---------- TASK INPUTS
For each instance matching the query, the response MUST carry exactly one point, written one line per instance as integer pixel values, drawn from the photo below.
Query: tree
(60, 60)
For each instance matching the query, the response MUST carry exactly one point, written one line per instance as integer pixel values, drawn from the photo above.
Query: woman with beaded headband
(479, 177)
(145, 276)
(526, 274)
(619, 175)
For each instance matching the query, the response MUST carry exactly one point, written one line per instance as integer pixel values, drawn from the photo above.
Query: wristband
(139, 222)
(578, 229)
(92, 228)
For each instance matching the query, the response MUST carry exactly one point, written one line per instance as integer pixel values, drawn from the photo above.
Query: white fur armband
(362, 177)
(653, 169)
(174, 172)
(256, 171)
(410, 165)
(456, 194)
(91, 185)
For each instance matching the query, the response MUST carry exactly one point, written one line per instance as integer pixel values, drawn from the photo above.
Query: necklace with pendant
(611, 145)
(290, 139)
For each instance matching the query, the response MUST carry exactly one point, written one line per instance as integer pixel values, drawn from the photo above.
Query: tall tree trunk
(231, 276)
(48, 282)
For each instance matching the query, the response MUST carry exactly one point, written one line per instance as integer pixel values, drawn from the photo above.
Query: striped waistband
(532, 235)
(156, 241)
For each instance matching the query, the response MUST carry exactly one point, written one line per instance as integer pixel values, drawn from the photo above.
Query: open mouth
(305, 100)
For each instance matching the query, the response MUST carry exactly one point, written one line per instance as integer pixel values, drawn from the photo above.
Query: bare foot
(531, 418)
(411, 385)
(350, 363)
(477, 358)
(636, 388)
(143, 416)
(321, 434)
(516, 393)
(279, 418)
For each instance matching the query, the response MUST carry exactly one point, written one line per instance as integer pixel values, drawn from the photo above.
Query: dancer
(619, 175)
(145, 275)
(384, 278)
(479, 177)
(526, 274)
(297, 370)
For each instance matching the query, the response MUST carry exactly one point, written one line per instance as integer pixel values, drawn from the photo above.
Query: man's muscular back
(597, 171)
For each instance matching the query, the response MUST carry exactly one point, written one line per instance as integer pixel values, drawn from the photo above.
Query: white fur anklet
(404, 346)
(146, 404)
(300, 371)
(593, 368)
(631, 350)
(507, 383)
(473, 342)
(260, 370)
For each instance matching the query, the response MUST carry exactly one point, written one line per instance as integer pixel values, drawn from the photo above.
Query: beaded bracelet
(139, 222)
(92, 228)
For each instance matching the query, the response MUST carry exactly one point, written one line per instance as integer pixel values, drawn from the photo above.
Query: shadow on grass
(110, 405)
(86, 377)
--------------------
## TASK
What you return should match every line above exactly.

## EXERCISE RESPONSE
For each instance matching the query, the response MUST carry exactly one point, written one line per instance as integer pixel values, drawn from the photo below.
Query: tree
(60, 60)
For each instance matching the query, the response MUST carry exactly one point, written one line per instance as integer pixel values, drawn from the photo above.
Query: woman with beaded headband
(479, 177)
(145, 276)
(526, 274)
(619, 175)
For each instance matching the query, the response MUST carry exactly one point, written one line per instance as integer pixel values, drawn from the photo above.
Query: wristband
(139, 222)
(578, 229)
(92, 228)
For each instance matching the query, the response MUST carry exactly one point, written one line per instance as integer pixel values, drawn from the photo above.
Query: white fur armband
(362, 177)
(653, 169)
(174, 172)
(256, 171)
(410, 165)
(456, 194)
(91, 185)
For each instance matching the query, the response MUST carry exactly one point, written one line per instance as integer pixel values, drawn from the photo above.
Query: necklace with pendant
(611, 145)
(290, 139)
For each instance matching the query, the response MUST carry exactly one point, written one line per instance as integer pixel values, drawn from the photo above.
Query: tall tree trunk
(231, 276)
(48, 282)
For each instance matching the query, the response MUST carry exactly one point, written one line per instance as integer pixel values, drawn from the photo above.
Query: striped waistband
(532, 235)
(156, 241)
For each instance matching the query, the response MUST carry exactly one point, written one line per instance as integer pixel values, drawn from the photo above.
Query: open mouth
(305, 100)
For each instance matching the query, the response MUST carry exactly one point, written one line per instance as integer pixel values, drawn from the photo above.
Query: bare foot
(531, 418)
(411, 385)
(350, 363)
(477, 358)
(636, 388)
(143, 416)
(321, 434)
(516, 393)
(279, 418)
For each instance matching the query, the response MUST carry exactly one point, written one line per instance as integer pixel values, drawn from the photo above.
Query: dancer
(619, 175)
(145, 275)
(384, 278)
(479, 177)
(526, 274)
(297, 370)
For each instance matching the query, the response MUST carry exactly one point, written one line per instance as integer pixel values, drawn from the photo above.
Query: man's muscular back
(597, 171)
For each instance matching the query, the response MUST carry exactly one point, written one line per instance as integer pixel values, drawn from the photo above.
Query: white fur anklet
(404, 346)
(146, 404)
(300, 371)
(593, 368)
(631, 350)
(507, 383)
(473, 342)
(260, 370)
For each instance matching the query, the response MUST carry exactly one point, written one line per instance as integer pixel values, drawn from the photo above.
Query: beaded bracelet
(139, 222)
(92, 228)
For each instance matching the query, the response MUST carry exactly one point, written one line per instance as integer pixel values, drawn from the photo above.
Query: shadow on grass
(110, 405)
(86, 377)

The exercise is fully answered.